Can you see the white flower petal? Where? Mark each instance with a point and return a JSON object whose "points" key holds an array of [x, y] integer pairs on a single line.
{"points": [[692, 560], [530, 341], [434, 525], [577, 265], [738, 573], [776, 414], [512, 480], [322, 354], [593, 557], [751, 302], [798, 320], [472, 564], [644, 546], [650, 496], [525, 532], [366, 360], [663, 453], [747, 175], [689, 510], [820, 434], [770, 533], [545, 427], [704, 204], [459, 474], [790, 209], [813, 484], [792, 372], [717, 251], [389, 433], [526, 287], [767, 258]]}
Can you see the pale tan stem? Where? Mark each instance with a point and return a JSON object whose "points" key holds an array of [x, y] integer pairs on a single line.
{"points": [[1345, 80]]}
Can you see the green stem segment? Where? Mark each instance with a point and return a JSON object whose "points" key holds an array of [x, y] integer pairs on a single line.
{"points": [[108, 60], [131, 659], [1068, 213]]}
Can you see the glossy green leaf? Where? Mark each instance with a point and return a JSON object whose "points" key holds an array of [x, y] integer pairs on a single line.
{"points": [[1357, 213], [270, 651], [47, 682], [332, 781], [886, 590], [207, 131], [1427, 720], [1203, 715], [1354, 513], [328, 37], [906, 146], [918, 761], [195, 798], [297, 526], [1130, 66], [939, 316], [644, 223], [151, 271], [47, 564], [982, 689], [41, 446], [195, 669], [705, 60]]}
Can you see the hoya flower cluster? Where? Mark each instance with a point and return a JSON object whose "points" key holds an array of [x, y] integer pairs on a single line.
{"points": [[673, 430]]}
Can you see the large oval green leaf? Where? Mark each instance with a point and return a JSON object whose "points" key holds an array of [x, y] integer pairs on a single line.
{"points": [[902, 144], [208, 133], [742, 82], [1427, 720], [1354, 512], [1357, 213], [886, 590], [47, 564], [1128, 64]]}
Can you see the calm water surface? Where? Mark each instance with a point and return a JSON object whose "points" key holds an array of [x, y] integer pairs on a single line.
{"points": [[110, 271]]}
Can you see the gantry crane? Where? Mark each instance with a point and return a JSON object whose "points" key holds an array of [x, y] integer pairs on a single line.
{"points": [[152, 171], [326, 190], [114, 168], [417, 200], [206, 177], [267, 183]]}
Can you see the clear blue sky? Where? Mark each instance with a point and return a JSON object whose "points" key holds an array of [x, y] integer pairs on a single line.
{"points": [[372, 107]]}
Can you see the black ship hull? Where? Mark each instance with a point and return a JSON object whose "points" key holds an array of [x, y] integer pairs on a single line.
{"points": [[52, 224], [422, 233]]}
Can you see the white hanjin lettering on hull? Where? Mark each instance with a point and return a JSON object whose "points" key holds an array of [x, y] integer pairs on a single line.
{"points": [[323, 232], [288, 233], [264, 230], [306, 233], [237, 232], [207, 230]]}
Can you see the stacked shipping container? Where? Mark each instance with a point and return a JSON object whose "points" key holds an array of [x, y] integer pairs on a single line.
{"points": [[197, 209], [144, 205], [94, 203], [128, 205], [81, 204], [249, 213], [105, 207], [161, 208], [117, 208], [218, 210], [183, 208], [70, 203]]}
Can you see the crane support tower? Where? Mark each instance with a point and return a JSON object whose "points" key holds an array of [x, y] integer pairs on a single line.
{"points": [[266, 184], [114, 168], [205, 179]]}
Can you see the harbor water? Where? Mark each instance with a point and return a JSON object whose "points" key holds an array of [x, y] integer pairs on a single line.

______

Lines from the one with "Can you see the stacked" through the end of the data: set these down exactly, including both ends and nothing more.

Can you see the stacked shipping container? Where? Mark each instance with a point and return a JSON object whose "points" key holds an array of [x, y] integer pairs on a single line.
{"points": [[197, 209], [144, 205], [94, 203], [128, 205], [81, 204], [249, 213], [105, 207], [161, 208], [117, 208], [218, 210], [183, 208], [70, 203]]}
Can you see the crane support tower? Where? Mark each instance with a point and return a JSON object whose "points" key holds an array of [x, y] integer pairs on a single line.
{"points": [[266, 184], [114, 168], [205, 179]]}
Can you see the harbor water? Where? Mark each instance with a point and return a JSON object whose "points" key holds an array of [x, y] integer pairs on a single line.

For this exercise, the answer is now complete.